Supplied records Start Marker

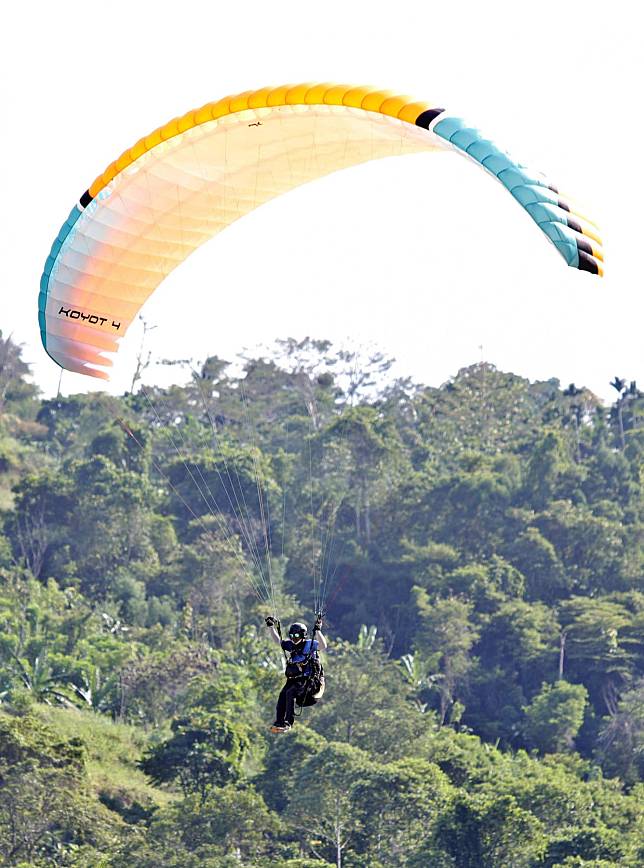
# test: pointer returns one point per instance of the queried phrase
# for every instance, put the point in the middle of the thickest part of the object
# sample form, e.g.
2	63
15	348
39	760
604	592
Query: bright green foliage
481	547
555	716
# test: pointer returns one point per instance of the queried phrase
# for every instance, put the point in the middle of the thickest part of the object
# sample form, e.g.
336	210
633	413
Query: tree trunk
562	652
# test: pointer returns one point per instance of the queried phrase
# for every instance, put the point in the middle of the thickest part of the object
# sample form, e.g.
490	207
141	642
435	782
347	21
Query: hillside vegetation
478	548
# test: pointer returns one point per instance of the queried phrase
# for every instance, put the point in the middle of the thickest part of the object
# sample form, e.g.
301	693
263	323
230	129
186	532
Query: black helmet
297	631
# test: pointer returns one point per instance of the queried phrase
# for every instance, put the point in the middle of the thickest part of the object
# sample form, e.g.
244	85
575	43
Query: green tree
555	716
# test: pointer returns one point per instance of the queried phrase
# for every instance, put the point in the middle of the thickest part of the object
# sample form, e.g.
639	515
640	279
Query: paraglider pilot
304	673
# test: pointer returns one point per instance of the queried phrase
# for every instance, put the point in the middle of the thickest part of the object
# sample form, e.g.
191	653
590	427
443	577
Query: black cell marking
587	263
425	118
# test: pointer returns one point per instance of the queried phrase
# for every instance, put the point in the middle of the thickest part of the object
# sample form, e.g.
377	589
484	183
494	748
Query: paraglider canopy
189	179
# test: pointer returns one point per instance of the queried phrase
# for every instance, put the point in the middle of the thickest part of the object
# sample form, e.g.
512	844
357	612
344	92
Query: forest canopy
479	550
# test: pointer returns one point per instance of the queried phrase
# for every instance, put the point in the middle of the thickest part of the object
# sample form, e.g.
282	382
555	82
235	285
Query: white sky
427	256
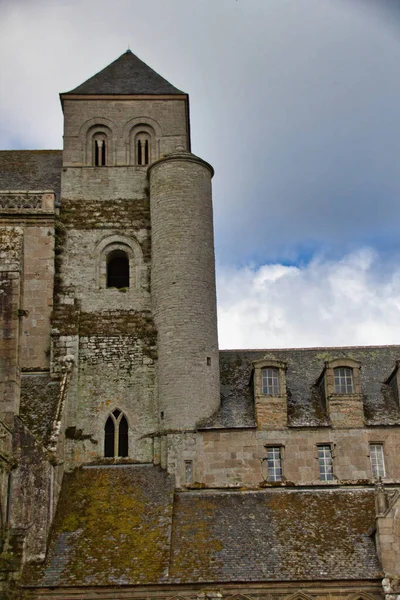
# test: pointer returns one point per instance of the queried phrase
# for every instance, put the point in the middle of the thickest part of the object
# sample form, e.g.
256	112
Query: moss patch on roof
112	527
274	536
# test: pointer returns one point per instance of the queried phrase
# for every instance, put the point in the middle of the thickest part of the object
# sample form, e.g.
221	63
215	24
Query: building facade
138	460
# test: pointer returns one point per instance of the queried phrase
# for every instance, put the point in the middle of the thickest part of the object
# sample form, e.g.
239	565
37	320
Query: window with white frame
325	462
274	463
270	381
377	460
343	380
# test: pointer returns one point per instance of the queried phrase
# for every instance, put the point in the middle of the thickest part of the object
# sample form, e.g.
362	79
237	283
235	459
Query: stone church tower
137	461
136	269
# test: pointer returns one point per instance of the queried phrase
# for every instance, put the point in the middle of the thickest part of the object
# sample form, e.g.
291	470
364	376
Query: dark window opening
109	438
143	151
116	436
123	438
99	153
118	270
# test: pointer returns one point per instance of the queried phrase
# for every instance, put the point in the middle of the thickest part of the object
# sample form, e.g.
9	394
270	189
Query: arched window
99	150
116	435
142	148
118	269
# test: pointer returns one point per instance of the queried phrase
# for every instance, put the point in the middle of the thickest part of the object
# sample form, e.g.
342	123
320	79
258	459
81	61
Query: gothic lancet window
116	435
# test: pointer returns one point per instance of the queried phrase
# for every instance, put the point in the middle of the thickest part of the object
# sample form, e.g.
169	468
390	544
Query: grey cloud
296	104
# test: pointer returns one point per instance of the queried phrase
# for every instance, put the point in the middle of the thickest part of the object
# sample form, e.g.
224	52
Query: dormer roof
127	75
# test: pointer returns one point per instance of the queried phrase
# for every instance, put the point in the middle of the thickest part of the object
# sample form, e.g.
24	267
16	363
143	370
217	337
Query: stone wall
11	241
31	499
345	590
235	458
166	119
183	290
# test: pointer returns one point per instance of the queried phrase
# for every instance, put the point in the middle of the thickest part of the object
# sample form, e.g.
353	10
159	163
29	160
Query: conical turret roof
126	75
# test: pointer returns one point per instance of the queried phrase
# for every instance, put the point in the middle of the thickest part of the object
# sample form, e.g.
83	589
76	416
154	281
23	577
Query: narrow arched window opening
100	150
143	149
116	435
109	438
118	269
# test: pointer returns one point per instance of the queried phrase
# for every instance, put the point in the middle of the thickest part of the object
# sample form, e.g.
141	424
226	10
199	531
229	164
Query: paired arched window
142	148
118	269
99	149
116	435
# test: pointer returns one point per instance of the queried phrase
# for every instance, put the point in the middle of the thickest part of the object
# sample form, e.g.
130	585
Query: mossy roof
112	527
304	366
31	170
126	75
123	526
274	536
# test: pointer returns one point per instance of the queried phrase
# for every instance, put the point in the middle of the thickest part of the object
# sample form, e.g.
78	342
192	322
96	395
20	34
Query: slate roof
113	527
304	366
31	170
126	75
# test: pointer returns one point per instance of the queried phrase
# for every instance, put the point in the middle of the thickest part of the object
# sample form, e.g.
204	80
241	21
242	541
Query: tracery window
377	460
116	435
274	463
118	269
325	462
343	380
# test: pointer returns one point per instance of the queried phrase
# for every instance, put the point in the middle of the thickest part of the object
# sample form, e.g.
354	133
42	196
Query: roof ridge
127	75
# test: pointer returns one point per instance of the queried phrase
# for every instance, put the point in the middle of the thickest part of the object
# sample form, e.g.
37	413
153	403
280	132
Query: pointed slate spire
126	75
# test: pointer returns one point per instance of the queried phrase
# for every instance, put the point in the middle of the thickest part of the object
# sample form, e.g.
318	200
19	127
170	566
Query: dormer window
339	386
343	380
100	150
142	149
340	377
270	381
270	395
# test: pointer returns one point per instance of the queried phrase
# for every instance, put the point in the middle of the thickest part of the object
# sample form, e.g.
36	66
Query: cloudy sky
296	103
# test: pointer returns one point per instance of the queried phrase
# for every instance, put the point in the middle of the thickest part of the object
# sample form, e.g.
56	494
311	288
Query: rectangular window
343	380
274	463
270	381
377	460
325	463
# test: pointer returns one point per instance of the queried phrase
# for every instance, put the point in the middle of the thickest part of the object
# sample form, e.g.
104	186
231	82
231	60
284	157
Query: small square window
270	381
325	463
343	380
274	463
377	460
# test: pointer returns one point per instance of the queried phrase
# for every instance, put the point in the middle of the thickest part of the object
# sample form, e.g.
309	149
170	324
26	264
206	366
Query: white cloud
353	301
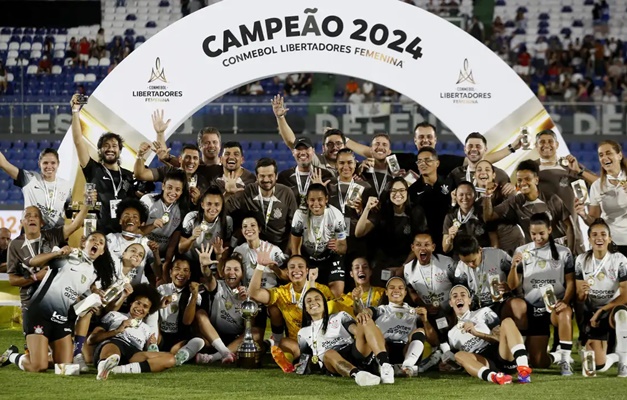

Supplied records End Marker

> Try it:
In the copy, keep every line of the data above exactly and drop each picture.

> Written solution:
# test: pointer returns one point per instance of the queried phrase
# for every instance, put the point in the middle of the thickest part of the object
# sample form, e.g.
2	63
15	348
39	760
604	592
Query: bright green foliage
481	547
555	716
# test: pointer returns one point per instance of the queried phrase
# for every instance, put the point in the middle of the thickest part of the object
# sample form, e.g.
336	210
633	413
Query: tree trunk
562	652
# test: pointer returns one point per instance of the queried phrase
# for every instance, put the point in the middle of the thickest part of the object
# sample form, e.g.
490	207
141	642
435	782
347	21
Query: hillside vegetation
478	548
# test: pointer returns one point per instance of the queried phrase
# for every instance, put the point in the middle of the thickest part of the object
# sample form, e.g.
301	693
263	323
230	129
186	532
Query: black helmet
297	631
# test: pointer returns one point per instance of the queried phrase
# for every instance, put the point in the middle of the thickest part of the object
# sample form, e.g.
244	85
575	43
Query: green tree
555	716
# test: pointer returns one point per instance of the queried phrase
# for every instance, put the point in the middle of the thickest part of the object
# sample form, e.g.
639	515
640	279
Query: paraglider pilot
304	673
# test: pointer returns one point per instance of the queried phrase
# for every instance, put the point in the middle of the thickest part of the object
# sample form, e.g.
191	653
590	427
443	577
Query: black cell marking
587	263
425	118
# test: pointer returns one point per instance of the queried phrase
# for every instance, put the point in the middle of the thickest part of the object
# sample form, e.g.
377	589
484	183
494	748
Query: paraglider canopy
189	179
# test: pointer returns one point per instance of the queried phrase
# for every instance, put the point in the middle of the thickest part of the object
# sample form, e.g.
512	844
357	612
344	92
Query: forest canopy
479	550
# test: pointer returns one point per instance of the queried phrase
# for every instance, put the point in the middle of the thickest part of the object
# sample form, e.g.
282	382
555	82
235	285
Query: white sky
427	256
# test: pointer returns one point per instance of the queried phrase
# for every instance, put the point in the middle of the thickest part of the object
# sample form, e.g.
256	112
Query: moss patch on roof
112	527
274	536
# test: pointer returns one point per instance of the queried phrase
# for every instance, put the point in the middle of the thickest part of the object
# sample form, e.g.
221	63
215	24
Query: building facade
138	460
# test: pointer returns one point per instance of the queried phrase
# for every instance, put the point in the middle of the thickest part of the object
# sample form, e.g.
239	565
37	320
Query: window with white frame
325	462
274	463
270	381
377	460
343	380
# test: pointer returns one point per instance of the queried phrase
# for every instance, put the point in the middle of the thickest part of the object
# sample form, e.g.
362	79
237	283
235	459
Query: stone church tower
137	461
136	269
# test: pointer returns one point per instance of the queried phrase
# for every instance, put the point in the middle of the thickest part of the object
# sample form, e.g.
291	470
364	376
Query: dark window opening
109	438
143	151
116	436
123	438
99	153
118	270
# test: pointer returns one point per instance of the queried phrase
# for every instance, put the point in the middle of the thickest part of the object
# sample form, e.g.
9	394
270	189
Query: arched window
99	150
116	435
142	148
118	269
# test: pointer returns one point per instance of the queried phrase
# for every instance, put the point in the middle of the thickest part of the object
# sample form, e.g.
342	123
320	79
258	459
81	61
Query: gothic lancet window
116	435
# test: pointer returns one point per instance of the queried phrase
# for every instance, put the point in the middle of the thickest part of the object
# sample form, e.g.
169	468
390	544
Query: grey cloud
296	104
# test: pointer returns one point per instance of the queried phrase
# for every instance, put the point in the middle of the thickest part of the object
# sample form, e.g.
224	52
Query: dormer roof
127	75
# test: pointer returns one point per instance of the queried phrase
# for every instance, put the point in the middle of the thickest part of the object
# sample form, e.g.
24	267
16	363
143	370
217	337
Query: stone wall
11	241
31	499
345	590
235	458
166	119
183	290
# test: pointer returns one point per instance of the queried phrase
# for every instance, put the point in the middle of the thickest part of the object
# sample form, e.g.
353	10
159	163
29	160
Query: conical turret roof
126	75
# test: pointer returns one point per instance of the queried phrase
# for every instance, put the point in the middle of the thickest part of the object
# sample form, e.g.
83	589
76	416
154	281
23	577
Query: narrow arched window opening
100	150
143	149
116	435
109	438
118	269
# test: pointer returns one point per instance of the queried phrase
# for every instance, put the point in the middle of the thickest part of the object
# sample form, e.g.
141	424
226	10
199	531
229	164
Query: paired arched window
142	148
118	269
99	149
116	435
# test: pointer returns one point per instance of the queried phrase
# for every instance, put the point in the middle of the thickest part of the object
# sample form, e.g.
130	585
Query: mossy roof
112	527
304	366
31	170
126	75
123	526
274	536
# test: pointer returns one point per instance of the queried phrase
# for every instance, put the point in the middle of the thickest part of the object
# sample form, e.g.
78	342
192	322
96	395
20	34
Query: slate roof
113	527
304	366
31	170
126	75
# test: pointer returns one point per instance of the queried phrase
# for every instance, put the point in the middle of the thickest part of the object
# sample form, e.g.
204	80
241	21
242	541
Query: tracery window
377	460
116	435
274	463
118	269
325	462
343	380
# test: pointer returns one point per instance of the queried phrase
# for every instance, put the point in the middle of the thickest part of the object
# sample form, e.g.
354	133
42	196
Query: roof ridge
127	75
# test: pointer returns one point per instance of the queried phrase
# for every instance, put the point in the middle of the thickest part of the object
# sample form, e.g.
37	413
153	403
280	132
Query: pointed slate spire
126	75
# test: pointer returns one point per instance of the queried phrase
# for every instance, put the point in the middle of the thickest part of the object
# sample form, e.g.
318	200
19	127
170	566
Query: dormer window
339	386
343	380
100	150
142	149
340	377
270	381
270	395
# test: pointer returns one point per instance of the queried phrase
# for every instance, put the point in the middle of the thickest part of the object
# sample form, e.g.
36	66
Query: cloudy sky
296	103
# test: pointer returns one point per instance of the queried phrase
# for every instance, put the point in the middle of the thickest part of the object
# sample form, e.g.
56	494
311	288
Query: rectangular window
343	380
274	463
270	381
377	460
325	463
# test: pointer returns one point per instance of the queried phrase
# for every instance, put the point in the middle of the thickest part of the object
# sample form, e.g.
104	186
231	82
231	60
284	157
Query: small square window
270	381
325	463
343	380
274	463
377	460
# test: pointer returns one point per instance of the queried phrase
# for every instance, put the point in the middle of the thickest part of the object
# sample form, e.g.
309	149
170	324
26	264
206	366
Query: white cloud
353	301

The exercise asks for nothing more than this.